Pero ya en 1511 se hizo evidente que los indios no tenían la fortaleza física suficiente para soportar los durísimos trabajos a que eran sometidos. Entonces empezó realmente la importación de negros, más fuertes físicamente, a las Américas portuguesas y españolas. Esta importación contaba con la aprobación y el aplauso de determinados sacerdotes como Fray Bartolomé de Las Casas (siendo todavía sacerdote secular), eximio defensor de los indios que, al principio la consideraba como buena porque salvaba vidas de indios. Ya veremos que pronto cambió su opinión.

En 1537, el mismo Papa Paulo III, en un breve dirigido al Arzobispo de Toledo, prohibió todo tipo de esclavitud en las indias. Decía que no podían someterse a esclavitud “Occidentales ac Meridionales indos et alter gentes”. Este “alter gentes” pasó desapercibido y la trata de negros continuó.

Había tres premisas generalmente aceptadas y sancionadas por leyes civiles por las que una persona, no europea ni india, o sea, negros, a pesar del “alter gentes”, podían ser hechos esclavos lícitamente. La primera era el haber sido hecho prisionero en una guerra justa. Francisco de Vitoria en su relectio sobre el derecho a la guerra de 1538 había establecido las causas que podían hacer que una guerra se considerase lícita. La segunda era que en su tierra de origen hubiese sido sometido a esclavitud por un delito penado con la esclavitud. Se consideraba que estos delitos deberían ser muy graves, tanto que pudiesen ser penados con la muerte y que, por tanto, la esclavitud era algo así como la conmutación de la pena de muerte por cadena perpetua. La tercera era que la persona se hubiese vendido a sí misma o a algún hijo suyo como esclavo por necesidad extrema. Que estas causas fuesen consideradas como aceptables es algo que hoy día estremece, pero entonces eran una restricción importante frente al acto arbitrario, normal en el África negra entre las tribus, de hacer esclavo a alguien por el mero hecho de pretender obtener un beneficio con ello. Sin embargo, cuando fray Bernardino de Vique preguntó a Vitoria sobre cómo se podía saber si la guerra en la que había sido apresado un negro en el corazón de África era justa o no, Francisco de Vitoria respondió que no era necesario averiguar semejante extremo, especialmente, si la esclavitud era fruto del cambio de la ejecución del prisionero.

☆ ☆ ☆ ☆ ☆ ☆ ☆

### OBJETIVO PLANTEADO A
Selecciona cada línea de las entradas que contenga la palabra "necktie", teniendo en cuenta mayúsculas y minúsculas.

☆ ☆ ☆ ☆ ☆ ☆ ☆

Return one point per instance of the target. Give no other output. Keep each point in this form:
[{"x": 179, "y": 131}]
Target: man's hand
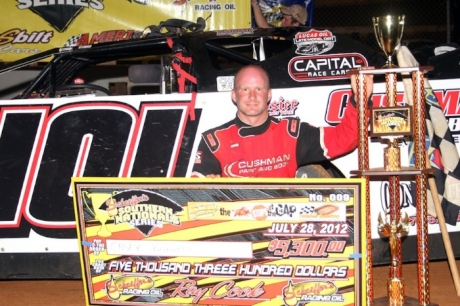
[{"x": 368, "y": 81}]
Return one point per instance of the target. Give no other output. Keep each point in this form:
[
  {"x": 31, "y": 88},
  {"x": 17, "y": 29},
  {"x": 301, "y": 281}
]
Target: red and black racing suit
[{"x": 274, "y": 149}]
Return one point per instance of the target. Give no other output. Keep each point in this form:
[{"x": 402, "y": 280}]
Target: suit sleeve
[
  {"x": 342, "y": 138},
  {"x": 316, "y": 144}
]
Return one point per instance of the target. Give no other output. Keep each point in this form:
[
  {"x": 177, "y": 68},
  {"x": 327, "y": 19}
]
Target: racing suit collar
[{"x": 248, "y": 130}]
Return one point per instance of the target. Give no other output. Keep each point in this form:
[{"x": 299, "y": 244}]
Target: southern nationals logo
[{"x": 143, "y": 210}]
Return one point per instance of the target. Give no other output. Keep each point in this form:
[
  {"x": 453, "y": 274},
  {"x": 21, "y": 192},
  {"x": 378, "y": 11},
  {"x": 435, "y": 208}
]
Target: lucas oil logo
[{"x": 314, "y": 42}]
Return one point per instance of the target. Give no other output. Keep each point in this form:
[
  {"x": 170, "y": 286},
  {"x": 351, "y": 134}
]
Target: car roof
[{"x": 205, "y": 48}]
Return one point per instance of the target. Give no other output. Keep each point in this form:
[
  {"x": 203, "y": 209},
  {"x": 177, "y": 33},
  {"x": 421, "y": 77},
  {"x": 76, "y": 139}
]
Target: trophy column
[{"x": 391, "y": 123}]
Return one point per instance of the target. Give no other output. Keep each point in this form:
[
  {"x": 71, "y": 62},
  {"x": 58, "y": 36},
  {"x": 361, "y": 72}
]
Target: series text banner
[{"x": 221, "y": 241}]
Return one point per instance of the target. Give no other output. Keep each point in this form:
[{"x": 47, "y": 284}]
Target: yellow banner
[
  {"x": 32, "y": 26},
  {"x": 221, "y": 241}
]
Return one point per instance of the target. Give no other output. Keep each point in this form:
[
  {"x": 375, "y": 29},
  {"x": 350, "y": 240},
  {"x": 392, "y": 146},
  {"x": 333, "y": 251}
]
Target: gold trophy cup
[
  {"x": 388, "y": 32},
  {"x": 97, "y": 199}
]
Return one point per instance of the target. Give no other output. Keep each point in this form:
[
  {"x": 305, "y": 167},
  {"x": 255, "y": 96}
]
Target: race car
[{"x": 137, "y": 108}]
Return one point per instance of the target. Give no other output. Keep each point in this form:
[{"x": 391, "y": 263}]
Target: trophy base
[{"x": 409, "y": 301}]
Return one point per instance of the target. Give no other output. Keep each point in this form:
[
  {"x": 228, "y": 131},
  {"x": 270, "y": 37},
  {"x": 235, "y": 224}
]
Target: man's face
[{"x": 251, "y": 95}]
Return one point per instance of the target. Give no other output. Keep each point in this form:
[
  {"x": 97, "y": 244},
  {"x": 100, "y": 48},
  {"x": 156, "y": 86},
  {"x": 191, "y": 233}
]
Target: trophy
[
  {"x": 388, "y": 32},
  {"x": 394, "y": 230},
  {"x": 98, "y": 200}
]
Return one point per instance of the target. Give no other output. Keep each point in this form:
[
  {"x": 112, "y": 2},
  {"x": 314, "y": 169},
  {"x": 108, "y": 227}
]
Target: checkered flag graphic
[
  {"x": 72, "y": 41},
  {"x": 441, "y": 147}
]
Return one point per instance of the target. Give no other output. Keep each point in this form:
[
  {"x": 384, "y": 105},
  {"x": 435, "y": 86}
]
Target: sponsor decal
[
  {"x": 234, "y": 33},
  {"x": 59, "y": 13},
  {"x": 143, "y": 210},
  {"x": 198, "y": 157},
  {"x": 21, "y": 36},
  {"x": 132, "y": 286},
  {"x": 213, "y": 5},
  {"x": 282, "y": 107},
  {"x": 314, "y": 42},
  {"x": 320, "y": 291},
  {"x": 101, "y": 37},
  {"x": 324, "y": 67},
  {"x": 202, "y": 210},
  {"x": 257, "y": 165}
]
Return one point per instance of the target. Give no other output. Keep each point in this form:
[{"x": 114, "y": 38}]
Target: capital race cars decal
[{"x": 314, "y": 42}]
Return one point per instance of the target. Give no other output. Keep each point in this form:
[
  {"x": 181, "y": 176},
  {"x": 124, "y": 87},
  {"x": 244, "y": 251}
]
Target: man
[
  {"x": 257, "y": 145},
  {"x": 292, "y": 16}
]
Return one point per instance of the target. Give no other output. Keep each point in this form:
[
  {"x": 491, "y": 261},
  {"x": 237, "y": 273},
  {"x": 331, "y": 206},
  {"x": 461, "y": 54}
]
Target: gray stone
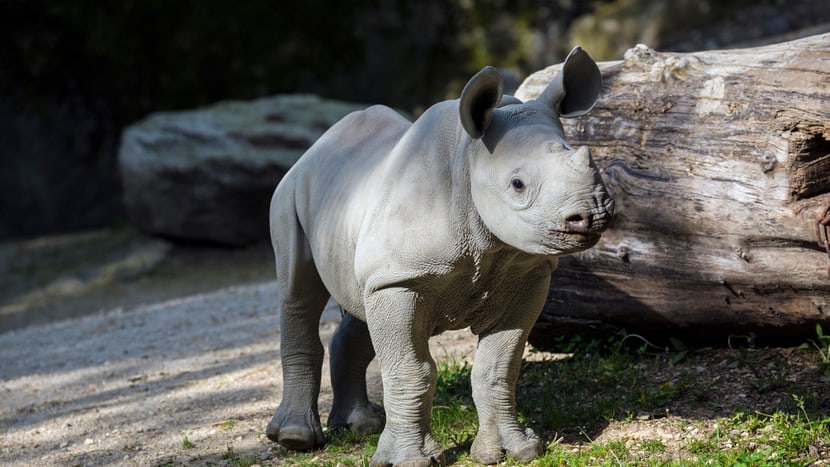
[{"x": 208, "y": 174}]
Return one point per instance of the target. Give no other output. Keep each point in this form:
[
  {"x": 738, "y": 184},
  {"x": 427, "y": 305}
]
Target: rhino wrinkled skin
[{"x": 455, "y": 220}]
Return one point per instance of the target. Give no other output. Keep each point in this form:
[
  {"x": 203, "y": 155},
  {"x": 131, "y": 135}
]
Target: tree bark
[{"x": 719, "y": 163}]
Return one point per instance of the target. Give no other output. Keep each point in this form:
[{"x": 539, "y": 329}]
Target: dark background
[{"x": 73, "y": 74}]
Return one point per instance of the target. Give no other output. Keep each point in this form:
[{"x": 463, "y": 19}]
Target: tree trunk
[{"x": 720, "y": 166}]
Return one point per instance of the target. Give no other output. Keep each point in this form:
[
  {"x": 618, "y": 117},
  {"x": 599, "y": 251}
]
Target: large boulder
[{"x": 208, "y": 174}]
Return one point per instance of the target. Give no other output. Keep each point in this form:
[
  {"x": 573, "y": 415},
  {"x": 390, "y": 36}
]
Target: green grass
[{"x": 569, "y": 402}]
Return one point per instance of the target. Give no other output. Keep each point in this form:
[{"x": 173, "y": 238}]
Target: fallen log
[{"x": 719, "y": 162}]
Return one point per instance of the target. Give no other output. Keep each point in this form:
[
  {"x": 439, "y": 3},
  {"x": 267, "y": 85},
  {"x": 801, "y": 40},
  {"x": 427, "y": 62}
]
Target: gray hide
[{"x": 455, "y": 220}]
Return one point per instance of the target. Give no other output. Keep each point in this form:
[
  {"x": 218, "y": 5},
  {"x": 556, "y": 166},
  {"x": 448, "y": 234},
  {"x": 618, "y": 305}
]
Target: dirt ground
[{"x": 143, "y": 360}]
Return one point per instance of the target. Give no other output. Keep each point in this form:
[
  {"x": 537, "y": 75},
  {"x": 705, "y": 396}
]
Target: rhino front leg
[
  {"x": 495, "y": 372},
  {"x": 351, "y": 352},
  {"x": 400, "y": 336},
  {"x": 296, "y": 423}
]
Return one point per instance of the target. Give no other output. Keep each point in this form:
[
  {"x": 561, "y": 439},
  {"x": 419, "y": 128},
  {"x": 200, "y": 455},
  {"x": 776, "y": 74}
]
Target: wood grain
[{"x": 719, "y": 162}]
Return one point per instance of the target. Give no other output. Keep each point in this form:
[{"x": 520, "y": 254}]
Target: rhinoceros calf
[{"x": 454, "y": 220}]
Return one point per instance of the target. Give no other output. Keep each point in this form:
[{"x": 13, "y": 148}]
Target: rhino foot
[
  {"x": 522, "y": 447},
  {"x": 297, "y": 432},
  {"x": 364, "y": 419},
  {"x": 399, "y": 452}
]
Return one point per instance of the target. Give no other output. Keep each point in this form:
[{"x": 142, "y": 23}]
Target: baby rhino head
[{"x": 531, "y": 188}]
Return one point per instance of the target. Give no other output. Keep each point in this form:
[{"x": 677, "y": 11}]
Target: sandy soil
[{"x": 126, "y": 387}]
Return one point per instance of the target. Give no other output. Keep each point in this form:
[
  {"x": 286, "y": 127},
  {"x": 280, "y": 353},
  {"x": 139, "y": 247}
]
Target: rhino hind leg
[{"x": 351, "y": 352}]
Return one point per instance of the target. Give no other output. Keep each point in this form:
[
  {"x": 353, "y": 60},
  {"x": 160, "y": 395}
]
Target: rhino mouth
[{"x": 570, "y": 241}]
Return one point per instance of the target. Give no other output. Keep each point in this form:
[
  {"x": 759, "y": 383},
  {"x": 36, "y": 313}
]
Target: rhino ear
[
  {"x": 575, "y": 89},
  {"x": 478, "y": 99}
]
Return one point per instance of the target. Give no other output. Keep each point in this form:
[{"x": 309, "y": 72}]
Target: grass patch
[
  {"x": 770, "y": 418},
  {"x": 236, "y": 460}
]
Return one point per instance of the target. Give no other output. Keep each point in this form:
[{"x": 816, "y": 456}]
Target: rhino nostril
[{"x": 577, "y": 222}]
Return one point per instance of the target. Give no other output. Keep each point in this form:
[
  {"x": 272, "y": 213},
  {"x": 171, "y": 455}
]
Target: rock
[{"x": 208, "y": 174}]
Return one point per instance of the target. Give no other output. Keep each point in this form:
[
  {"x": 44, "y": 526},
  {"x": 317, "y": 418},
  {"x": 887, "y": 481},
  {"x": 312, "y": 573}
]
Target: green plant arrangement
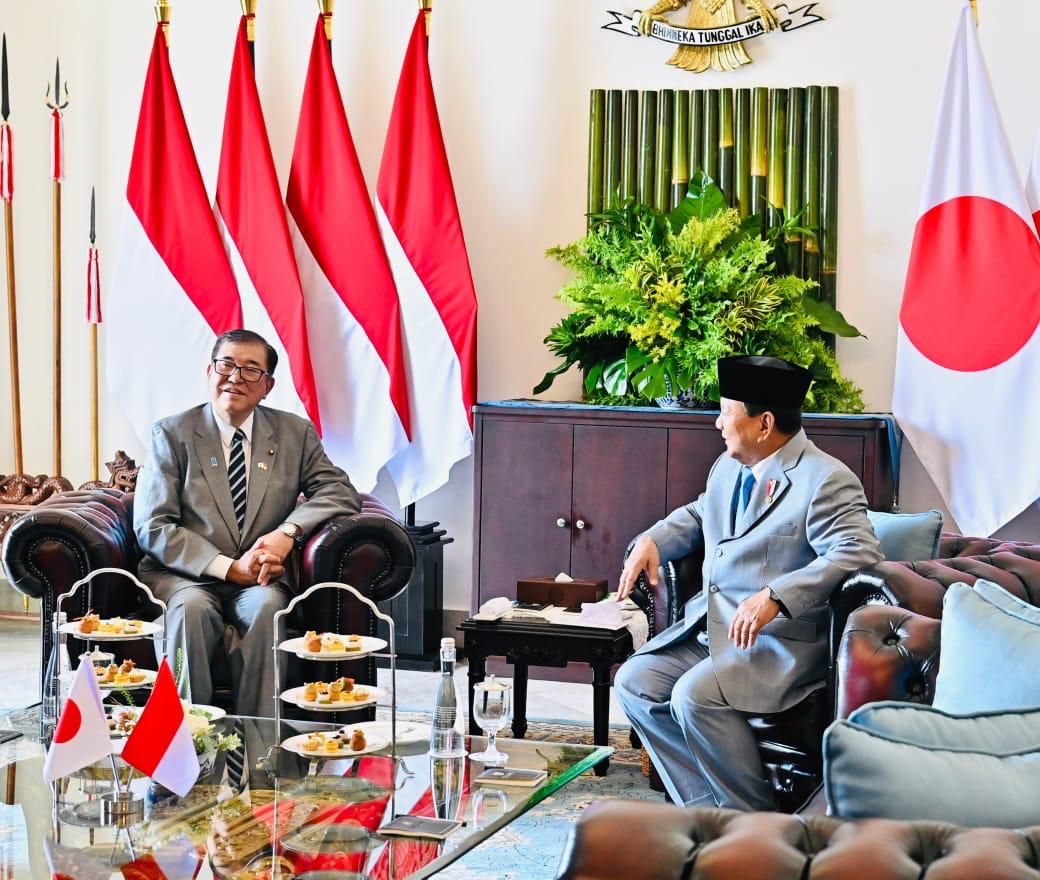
[{"x": 656, "y": 299}]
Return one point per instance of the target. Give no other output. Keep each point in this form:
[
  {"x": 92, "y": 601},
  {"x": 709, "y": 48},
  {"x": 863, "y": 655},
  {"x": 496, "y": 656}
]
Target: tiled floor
[{"x": 565, "y": 701}]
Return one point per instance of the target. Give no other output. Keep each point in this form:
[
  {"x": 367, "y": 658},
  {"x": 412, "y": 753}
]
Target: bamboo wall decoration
[
  {"x": 773, "y": 151},
  {"x": 612, "y": 158},
  {"x": 726, "y": 136},
  {"x": 663, "y": 152},
  {"x": 648, "y": 140},
  {"x": 795, "y": 143},
  {"x": 680, "y": 146},
  {"x": 630, "y": 145},
  {"x": 597, "y": 111}
]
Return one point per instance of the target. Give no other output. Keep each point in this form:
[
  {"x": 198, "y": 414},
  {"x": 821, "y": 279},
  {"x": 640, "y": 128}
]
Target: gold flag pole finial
[
  {"x": 325, "y": 7},
  {"x": 250, "y": 10},
  {"x": 427, "y": 7},
  {"x": 162, "y": 17}
]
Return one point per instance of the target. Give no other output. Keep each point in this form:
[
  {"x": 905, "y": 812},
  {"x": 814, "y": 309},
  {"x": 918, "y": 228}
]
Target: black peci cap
[{"x": 768, "y": 382}]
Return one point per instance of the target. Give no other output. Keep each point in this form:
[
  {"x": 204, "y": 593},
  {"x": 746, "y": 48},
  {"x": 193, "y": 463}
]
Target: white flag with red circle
[
  {"x": 967, "y": 366},
  {"x": 160, "y": 744},
  {"x": 81, "y": 734}
]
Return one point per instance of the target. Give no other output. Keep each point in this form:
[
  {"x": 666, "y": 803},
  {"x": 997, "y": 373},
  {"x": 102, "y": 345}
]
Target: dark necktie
[{"x": 236, "y": 476}]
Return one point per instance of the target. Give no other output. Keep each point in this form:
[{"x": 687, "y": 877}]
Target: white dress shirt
[{"x": 222, "y": 565}]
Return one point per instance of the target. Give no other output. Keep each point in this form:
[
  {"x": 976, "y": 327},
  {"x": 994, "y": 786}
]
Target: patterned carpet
[{"x": 529, "y": 848}]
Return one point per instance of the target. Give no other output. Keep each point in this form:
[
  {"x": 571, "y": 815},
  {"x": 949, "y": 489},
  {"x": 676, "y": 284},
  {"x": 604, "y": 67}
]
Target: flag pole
[
  {"x": 7, "y": 196},
  {"x": 57, "y": 173},
  {"x": 325, "y": 7},
  {"x": 94, "y": 318},
  {"x": 250, "y": 10}
]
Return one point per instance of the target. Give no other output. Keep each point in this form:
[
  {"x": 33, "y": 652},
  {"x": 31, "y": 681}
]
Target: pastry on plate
[{"x": 331, "y": 643}]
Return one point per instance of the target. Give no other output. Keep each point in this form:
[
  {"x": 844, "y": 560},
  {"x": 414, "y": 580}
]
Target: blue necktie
[{"x": 746, "y": 483}]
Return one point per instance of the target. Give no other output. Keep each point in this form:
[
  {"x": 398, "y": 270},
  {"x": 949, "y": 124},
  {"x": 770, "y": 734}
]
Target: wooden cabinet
[{"x": 565, "y": 487}]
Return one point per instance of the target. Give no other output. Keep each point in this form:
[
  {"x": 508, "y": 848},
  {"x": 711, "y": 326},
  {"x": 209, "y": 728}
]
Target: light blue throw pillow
[
  {"x": 995, "y": 594},
  {"x": 997, "y": 732},
  {"x": 908, "y": 537},
  {"x": 869, "y": 775},
  {"x": 989, "y": 654}
]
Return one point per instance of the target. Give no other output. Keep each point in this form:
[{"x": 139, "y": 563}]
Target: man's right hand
[
  {"x": 644, "y": 558},
  {"x": 254, "y": 568}
]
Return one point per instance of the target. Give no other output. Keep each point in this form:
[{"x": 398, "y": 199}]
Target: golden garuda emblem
[{"x": 712, "y": 36}]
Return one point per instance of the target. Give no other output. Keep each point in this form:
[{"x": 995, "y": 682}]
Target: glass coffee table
[{"x": 263, "y": 811}]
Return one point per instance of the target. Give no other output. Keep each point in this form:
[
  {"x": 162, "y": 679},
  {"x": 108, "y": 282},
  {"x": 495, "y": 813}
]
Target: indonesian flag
[
  {"x": 81, "y": 735},
  {"x": 422, "y": 233},
  {"x": 252, "y": 217},
  {"x": 93, "y": 287},
  {"x": 968, "y": 353},
  {"x": 160, "y": 743},
  {"x": 6, "y": 163},
  {"x": 172, "y": 290},
  {"x": 353, "y": 316}
]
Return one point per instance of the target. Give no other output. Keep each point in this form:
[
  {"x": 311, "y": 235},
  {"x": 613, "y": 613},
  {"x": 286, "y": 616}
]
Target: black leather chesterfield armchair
[
  {"x": 67, "y": 537},
  {"x": 657, "y": 842}
]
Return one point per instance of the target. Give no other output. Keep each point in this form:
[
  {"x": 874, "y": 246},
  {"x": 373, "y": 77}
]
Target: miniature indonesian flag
[
  {"x": 968, "y": 345},
  {"x": 81, "y": 735},
  {"x": 160, "y": 744}
]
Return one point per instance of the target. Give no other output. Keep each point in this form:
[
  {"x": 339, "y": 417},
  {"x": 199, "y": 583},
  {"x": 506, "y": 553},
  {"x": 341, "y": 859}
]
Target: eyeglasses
[{"x": 250, "y": 374}]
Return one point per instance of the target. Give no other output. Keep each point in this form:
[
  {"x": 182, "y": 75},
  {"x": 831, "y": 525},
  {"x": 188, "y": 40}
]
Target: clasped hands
[
  {"x": 263, "y": 562},
  {"x": 749, "y": 619}
]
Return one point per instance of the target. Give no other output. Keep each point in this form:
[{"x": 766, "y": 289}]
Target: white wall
[{"x": 512, "y": 83}]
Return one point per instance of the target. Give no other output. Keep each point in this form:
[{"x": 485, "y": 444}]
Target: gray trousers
[
  {"x": 694, "y": 736},
  {"x": 241, "y": 618}
]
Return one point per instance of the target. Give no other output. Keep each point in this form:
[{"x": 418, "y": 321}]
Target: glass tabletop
[{"x": 260, "y": 810}]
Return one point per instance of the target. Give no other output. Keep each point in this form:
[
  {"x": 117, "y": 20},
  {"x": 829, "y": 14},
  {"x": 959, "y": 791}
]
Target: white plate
[
  {"x": 67, "y": 678},
  {"x": 214, "y": 714},
  {"x": 408, "y": 731},
  {"x": 369, "y": 645},
  {"x": 148, "y": 629},
  {"x": 295, "y": 696},
  {"x": 374, "y": 743}
]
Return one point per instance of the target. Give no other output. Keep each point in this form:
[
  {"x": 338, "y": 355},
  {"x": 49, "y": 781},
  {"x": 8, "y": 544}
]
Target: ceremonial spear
[
  {"x": 94, "y": 318},
  {"x": 7, "y": 195},
  {"x": 57, "y": 175}
]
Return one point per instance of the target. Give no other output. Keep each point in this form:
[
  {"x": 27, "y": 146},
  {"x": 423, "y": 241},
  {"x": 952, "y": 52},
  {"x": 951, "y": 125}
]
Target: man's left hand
[
  {"x": 273, "y": 549},
  {"x": 751, "y": 616}
]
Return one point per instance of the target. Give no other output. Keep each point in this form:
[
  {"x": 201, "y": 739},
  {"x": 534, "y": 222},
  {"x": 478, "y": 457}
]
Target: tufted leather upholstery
[
  {"x": 657, "y": 842},
  {"x": 72, "y": 534}
]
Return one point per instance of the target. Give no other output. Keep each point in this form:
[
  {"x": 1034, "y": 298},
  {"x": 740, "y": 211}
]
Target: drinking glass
[{"x": 492, "y": 709}]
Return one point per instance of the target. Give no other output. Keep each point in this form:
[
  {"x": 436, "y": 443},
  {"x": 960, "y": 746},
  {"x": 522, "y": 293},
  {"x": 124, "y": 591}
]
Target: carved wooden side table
[{"x": 526, "y": 643}]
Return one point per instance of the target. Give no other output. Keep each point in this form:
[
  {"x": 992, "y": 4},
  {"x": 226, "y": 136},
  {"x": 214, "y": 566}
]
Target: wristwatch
[{"x": 293, "y": 531}]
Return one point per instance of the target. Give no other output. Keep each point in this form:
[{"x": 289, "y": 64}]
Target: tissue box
[{"x": 560, "y": 593}]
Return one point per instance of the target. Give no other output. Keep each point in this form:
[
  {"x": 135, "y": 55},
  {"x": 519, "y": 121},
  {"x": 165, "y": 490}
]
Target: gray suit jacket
[
  {"x": 183, "y": 515},
  {"x": 801, "y": 544}
]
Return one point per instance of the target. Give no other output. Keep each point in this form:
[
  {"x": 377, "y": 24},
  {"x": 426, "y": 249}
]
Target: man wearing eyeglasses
[{"x": 216, "y": 518}]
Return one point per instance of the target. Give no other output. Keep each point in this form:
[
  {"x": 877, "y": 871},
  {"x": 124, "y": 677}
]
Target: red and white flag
[
  {"x": 172, "y": 290},
  {"x": 57, "y": 146},
  {"x": 422, "y": 233},
  {"x": 353, "y": 316},
  {"x": 968, "y": 353},
  {"x": 6, "y": 162},
  {"x": 252, "y": 216},
  {"x": 93, "y": 287},
  {"x": 160, "y": 743},
  {"x": 81, "y": 734}
]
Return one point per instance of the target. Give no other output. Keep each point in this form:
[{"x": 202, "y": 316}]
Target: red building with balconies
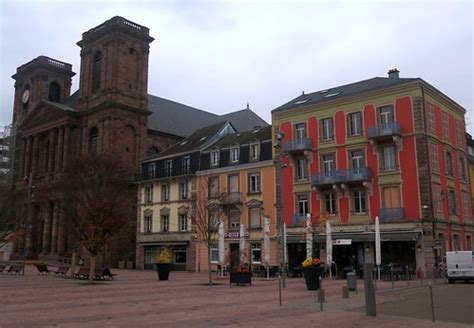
[{"x": 388, "y": 147}]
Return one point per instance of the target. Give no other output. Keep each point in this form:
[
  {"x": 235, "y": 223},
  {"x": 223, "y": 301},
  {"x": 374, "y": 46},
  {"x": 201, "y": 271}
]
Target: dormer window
[
  {"x": 234, "y": 154},
  {"x": 215, "y": 157}
]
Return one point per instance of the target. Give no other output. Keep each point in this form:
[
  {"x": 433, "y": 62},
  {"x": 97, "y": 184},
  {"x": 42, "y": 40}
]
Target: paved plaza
[{"x": 138, "y": 299}]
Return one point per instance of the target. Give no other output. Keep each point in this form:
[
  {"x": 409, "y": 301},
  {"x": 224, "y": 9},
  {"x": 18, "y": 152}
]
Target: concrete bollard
[{"x": 345, "y": 292}]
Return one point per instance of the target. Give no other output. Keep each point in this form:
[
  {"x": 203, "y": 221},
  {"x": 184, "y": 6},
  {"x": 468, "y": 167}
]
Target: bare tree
[
  {"x": 97, "y": 201},
  {"x": 206, "y": 214}
]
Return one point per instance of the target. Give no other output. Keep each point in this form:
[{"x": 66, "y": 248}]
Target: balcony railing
[
  {"x": 297, "y": 145},
  {"x": 232, "y": 198},
  {"x": 391, "y": 214},
  {"x": 299, "y": 219},
  {"x": 384, "y": 130}
]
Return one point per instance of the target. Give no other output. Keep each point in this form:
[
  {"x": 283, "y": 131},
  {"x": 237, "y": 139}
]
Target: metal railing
[{"x": 384, "y": 130}]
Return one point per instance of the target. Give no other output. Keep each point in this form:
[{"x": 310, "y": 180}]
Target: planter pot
[
  {"x": 163, "y": 270},
  {"x": 240, "y": 278},
  {"x": 311, "y": 276}
]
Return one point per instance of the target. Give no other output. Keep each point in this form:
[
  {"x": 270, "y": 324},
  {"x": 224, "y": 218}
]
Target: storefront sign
[{"x": 342, "y": 242}]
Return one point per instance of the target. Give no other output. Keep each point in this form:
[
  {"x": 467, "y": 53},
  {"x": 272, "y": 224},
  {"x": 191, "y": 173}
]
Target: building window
[
  {"x": 234, "y": 154},
  {"x": 234, "y": 219},
  {"x": 147, "y": 224},
  {"x": 214, "y": 253},
  {"x": 330, "y": 202},
  {"x": 300, "y": 131},
  {"x": 449, "y": 164},
  {"x": 186, "y": 165},
  {"x": 254, "y": 183},
  {"x": 303, "y": 206},
  {"x": 359, "y": 202},
  {"x": 389, "y": 162},
  {"x": 462, "y": 171},
  {"x": 355, "y": 124},
  {"x": 452, "y": 202},
  {"x": 165, "y": 223},
  {"x": 93, "y": 137},
  {"x": 215, "y": 157},
  {"x": 151, "y": 171},
  {"x": 255, "y": 217},
  {"x": 445, "y": 125},
  {"x": 183, "y": 222},
  {"x": 328, "y": 163},
  {"x": 327, "y": 129},
  {"x": 434, "y": 157},
  {"x": 254, "y": 151},
  {"x": 386, "y": 116},
  {"x": 54, "y": 92},
  {"x": 357, "y": 160},
  {"x": 96, "y": 71},
  {"x": 301, "y": 169},
  {"x": 168, "y": 168},
  {"x": 431, "y": 118},
  {"x": 149, "y": 194},
  {"x": 183, "y": 190},
  {"x": 256, "y": 253},
  {"x": 165, "y": 193}
]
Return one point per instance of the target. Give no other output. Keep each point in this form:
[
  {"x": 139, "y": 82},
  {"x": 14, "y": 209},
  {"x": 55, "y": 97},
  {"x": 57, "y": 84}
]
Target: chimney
[{"x": 394, "y": 73}]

☆ ☆ ☆ ☆ ☆ ☆ ☆

### OBJETIVO PLANTEADO B
Resume el fragmento en dos oraciones.

### RESPUESTA CORRECTA A
Target: dark necktie
Target: blue necktie

### RESPUESTA CORRECTA B
Hacia 1511, al verse que los indios no resistían los durísimos trabajos, comenzó la importación de negros a las Américas portuguesas y españolas, y aunque en 1537 el papa Paulo III prohibió todo tipo de esclavitud en las Indias, la trata de negros continuó. Según tres premisas aceptadas por las leyes civiles, una persona podía ser hecha esclava lícitamente si había sido apresada en una guerra justa, si en su tierra había sido condenada a esclavitud por un delito grave o si se había vendido a sí misma o a un hijo por necesidad extrema.